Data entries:
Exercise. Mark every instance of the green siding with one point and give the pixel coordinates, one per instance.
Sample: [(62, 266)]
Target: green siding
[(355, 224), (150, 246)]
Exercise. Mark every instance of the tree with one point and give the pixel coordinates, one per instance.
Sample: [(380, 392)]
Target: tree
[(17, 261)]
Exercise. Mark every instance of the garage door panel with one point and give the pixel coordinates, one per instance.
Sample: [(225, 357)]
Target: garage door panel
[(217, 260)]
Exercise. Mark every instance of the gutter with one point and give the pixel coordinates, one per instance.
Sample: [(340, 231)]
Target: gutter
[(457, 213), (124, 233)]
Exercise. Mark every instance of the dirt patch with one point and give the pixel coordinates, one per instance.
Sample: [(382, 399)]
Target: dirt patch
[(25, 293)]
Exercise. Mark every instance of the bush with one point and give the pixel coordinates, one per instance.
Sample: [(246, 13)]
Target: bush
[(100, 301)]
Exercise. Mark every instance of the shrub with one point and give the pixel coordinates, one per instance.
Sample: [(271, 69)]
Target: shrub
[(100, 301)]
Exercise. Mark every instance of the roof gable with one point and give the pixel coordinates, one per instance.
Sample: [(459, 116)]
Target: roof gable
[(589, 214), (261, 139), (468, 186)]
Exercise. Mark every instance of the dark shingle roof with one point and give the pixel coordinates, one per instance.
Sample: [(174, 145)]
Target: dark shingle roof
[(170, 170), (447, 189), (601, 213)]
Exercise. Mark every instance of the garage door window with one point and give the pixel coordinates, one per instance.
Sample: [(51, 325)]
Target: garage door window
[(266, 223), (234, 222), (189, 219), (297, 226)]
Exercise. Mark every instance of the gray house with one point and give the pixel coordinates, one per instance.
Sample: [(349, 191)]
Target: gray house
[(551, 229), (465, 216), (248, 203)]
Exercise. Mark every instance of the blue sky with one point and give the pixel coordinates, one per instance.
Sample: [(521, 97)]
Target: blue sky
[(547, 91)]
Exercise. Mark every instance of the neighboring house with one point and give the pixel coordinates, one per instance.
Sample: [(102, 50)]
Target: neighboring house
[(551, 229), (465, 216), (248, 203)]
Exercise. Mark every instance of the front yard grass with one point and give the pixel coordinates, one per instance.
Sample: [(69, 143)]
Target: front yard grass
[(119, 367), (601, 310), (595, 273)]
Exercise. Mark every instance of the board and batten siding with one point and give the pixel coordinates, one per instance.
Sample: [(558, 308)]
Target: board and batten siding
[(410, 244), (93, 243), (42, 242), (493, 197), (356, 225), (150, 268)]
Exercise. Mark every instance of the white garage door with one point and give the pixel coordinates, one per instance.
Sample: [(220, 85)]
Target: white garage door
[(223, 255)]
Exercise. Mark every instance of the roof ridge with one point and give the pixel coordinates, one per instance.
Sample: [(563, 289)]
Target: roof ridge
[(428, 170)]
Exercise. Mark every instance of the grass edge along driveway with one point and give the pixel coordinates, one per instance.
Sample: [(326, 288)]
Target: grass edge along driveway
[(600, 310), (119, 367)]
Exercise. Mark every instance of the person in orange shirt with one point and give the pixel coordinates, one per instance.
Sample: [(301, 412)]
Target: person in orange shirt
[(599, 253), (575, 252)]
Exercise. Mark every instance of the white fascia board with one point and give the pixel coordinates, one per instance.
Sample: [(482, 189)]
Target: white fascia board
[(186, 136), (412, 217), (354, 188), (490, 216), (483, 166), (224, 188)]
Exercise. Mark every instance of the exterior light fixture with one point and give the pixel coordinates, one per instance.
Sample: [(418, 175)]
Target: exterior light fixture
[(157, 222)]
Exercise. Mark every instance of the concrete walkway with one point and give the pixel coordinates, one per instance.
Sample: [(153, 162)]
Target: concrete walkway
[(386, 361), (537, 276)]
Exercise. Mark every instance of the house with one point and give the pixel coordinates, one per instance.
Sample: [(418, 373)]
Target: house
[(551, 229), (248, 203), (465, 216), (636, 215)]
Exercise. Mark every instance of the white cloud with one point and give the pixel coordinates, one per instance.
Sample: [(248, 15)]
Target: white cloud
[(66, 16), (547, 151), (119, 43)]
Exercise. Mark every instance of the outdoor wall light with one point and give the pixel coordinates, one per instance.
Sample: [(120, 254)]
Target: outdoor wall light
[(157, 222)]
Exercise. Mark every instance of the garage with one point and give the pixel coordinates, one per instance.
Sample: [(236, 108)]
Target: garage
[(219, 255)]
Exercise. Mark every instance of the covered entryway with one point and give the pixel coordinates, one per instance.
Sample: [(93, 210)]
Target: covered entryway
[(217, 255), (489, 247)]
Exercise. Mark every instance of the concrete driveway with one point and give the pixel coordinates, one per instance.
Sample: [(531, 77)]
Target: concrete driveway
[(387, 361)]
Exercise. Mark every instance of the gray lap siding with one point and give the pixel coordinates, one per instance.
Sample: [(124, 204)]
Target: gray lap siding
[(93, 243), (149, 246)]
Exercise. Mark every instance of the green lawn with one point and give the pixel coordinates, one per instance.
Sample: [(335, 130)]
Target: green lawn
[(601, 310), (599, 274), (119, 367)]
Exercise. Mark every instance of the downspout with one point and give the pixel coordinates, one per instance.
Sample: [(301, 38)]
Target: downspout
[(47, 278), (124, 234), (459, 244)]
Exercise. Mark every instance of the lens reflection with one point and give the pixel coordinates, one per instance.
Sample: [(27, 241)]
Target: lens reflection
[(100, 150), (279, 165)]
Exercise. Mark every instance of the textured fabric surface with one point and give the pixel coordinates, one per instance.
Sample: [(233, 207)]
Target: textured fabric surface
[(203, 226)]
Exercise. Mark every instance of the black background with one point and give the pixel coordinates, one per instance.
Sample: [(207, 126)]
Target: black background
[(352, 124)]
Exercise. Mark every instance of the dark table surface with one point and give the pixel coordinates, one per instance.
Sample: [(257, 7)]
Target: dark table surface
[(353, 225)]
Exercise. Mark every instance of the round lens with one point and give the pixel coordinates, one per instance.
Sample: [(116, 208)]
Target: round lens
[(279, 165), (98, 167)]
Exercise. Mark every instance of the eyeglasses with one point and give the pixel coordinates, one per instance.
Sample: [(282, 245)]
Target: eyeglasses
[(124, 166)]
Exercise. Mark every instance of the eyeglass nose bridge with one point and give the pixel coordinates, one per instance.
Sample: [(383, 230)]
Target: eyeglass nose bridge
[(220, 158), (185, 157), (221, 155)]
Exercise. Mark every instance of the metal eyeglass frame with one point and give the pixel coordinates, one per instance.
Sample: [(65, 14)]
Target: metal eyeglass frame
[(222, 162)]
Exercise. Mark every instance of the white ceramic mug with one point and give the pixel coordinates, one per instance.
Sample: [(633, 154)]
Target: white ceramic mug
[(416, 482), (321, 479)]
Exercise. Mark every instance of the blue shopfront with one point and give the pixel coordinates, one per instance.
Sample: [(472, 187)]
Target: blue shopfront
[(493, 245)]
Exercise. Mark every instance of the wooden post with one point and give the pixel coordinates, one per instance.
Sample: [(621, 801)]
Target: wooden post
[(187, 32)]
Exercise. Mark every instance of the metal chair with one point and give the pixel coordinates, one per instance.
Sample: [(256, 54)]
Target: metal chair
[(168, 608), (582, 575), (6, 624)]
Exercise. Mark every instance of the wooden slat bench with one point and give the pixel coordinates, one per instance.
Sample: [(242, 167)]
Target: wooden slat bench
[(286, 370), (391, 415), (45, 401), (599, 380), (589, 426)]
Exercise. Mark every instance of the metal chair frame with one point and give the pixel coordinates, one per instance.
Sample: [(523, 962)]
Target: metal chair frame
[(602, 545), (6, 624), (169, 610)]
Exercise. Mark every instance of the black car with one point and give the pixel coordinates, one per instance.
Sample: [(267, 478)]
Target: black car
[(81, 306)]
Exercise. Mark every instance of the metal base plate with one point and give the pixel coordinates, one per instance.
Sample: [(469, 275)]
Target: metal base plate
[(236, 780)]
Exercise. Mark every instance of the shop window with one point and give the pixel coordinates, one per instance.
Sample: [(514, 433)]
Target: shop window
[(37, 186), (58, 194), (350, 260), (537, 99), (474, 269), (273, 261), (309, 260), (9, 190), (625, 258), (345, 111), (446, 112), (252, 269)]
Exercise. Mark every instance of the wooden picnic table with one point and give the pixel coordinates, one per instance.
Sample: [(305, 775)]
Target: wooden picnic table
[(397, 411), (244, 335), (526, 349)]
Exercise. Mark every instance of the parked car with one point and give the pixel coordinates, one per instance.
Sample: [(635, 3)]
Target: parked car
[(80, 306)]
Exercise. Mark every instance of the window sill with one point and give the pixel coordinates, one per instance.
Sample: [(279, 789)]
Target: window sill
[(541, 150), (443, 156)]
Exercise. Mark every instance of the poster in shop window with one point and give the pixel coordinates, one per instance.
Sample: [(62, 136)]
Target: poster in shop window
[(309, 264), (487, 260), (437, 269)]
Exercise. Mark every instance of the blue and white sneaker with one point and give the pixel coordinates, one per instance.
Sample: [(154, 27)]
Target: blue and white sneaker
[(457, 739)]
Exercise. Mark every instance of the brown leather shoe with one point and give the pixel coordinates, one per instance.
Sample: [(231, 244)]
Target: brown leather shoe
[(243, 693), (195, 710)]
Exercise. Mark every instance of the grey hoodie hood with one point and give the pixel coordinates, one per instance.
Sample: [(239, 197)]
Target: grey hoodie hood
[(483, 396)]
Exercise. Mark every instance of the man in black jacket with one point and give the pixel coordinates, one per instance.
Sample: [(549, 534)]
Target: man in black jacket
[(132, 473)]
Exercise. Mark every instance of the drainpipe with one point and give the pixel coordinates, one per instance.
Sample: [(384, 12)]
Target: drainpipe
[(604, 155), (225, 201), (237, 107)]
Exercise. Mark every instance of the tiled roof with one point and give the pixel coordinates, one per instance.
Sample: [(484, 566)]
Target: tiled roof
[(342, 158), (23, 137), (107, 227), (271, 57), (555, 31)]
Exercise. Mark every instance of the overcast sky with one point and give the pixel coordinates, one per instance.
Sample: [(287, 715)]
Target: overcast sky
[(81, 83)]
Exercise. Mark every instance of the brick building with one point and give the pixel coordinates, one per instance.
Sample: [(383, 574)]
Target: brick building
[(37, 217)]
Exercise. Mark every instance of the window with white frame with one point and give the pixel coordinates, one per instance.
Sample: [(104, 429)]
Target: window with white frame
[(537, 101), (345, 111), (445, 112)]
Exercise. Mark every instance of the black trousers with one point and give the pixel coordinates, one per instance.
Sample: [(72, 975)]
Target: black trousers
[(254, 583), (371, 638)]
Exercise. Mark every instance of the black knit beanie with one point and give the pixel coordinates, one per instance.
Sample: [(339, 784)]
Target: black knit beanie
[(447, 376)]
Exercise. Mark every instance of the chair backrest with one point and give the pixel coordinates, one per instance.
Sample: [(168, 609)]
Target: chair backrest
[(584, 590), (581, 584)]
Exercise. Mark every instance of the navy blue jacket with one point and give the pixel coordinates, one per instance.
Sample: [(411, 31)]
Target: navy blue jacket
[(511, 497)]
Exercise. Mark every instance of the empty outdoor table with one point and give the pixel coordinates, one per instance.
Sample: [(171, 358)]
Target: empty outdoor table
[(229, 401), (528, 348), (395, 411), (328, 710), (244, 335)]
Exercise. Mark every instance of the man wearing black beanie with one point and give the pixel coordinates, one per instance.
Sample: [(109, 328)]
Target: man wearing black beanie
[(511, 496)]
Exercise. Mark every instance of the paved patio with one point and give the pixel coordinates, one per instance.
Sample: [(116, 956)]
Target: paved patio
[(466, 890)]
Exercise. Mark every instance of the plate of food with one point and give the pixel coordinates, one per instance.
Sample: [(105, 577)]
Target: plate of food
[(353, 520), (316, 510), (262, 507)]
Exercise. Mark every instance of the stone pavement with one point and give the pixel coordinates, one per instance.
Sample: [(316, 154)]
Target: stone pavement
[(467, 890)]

### ASSIGNED TASK
In the records above, find the line with "Exercise. Mark every instance of the shrub"; write out exactly that line and each one after it, stopping after the line with "Sample: [(459, 116)]".

### ANSWER BELOW
Exercise. Mark every instance of the shrub with one point and give the pixel coordinates, one per instance.
Sample: [(271, 69)]
Target: shrub
[(100, 301)]
Exercise. Mark every instance of the roof gable with one point and give the pixel coordinates, one per instance.
Sample: [(459, 116)]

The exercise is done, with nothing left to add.